| Work instructions |
Render the lines of the material below as a JSON list of strings, one string per line with blank lines omitted, starting with the line containing "Place a pin on every instance of the christmas" and continuing through the line containing "Query: christmas tree".

| Record set |
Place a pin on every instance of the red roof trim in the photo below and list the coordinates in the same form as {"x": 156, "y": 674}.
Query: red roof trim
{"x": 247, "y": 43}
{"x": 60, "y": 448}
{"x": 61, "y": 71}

* * *

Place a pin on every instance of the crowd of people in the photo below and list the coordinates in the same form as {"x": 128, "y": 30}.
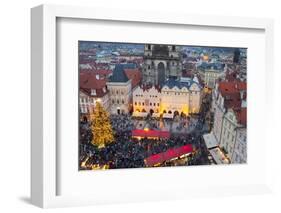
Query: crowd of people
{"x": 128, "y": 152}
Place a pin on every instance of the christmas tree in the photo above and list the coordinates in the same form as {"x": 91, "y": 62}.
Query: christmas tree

| Finished exercise |
[
  "Place a pin on every instance of the christmas tree in the photo above and list the coordinates in the same form as {\"x\": 91, \"y\": 62}.",
  "Query: christmas tree"
]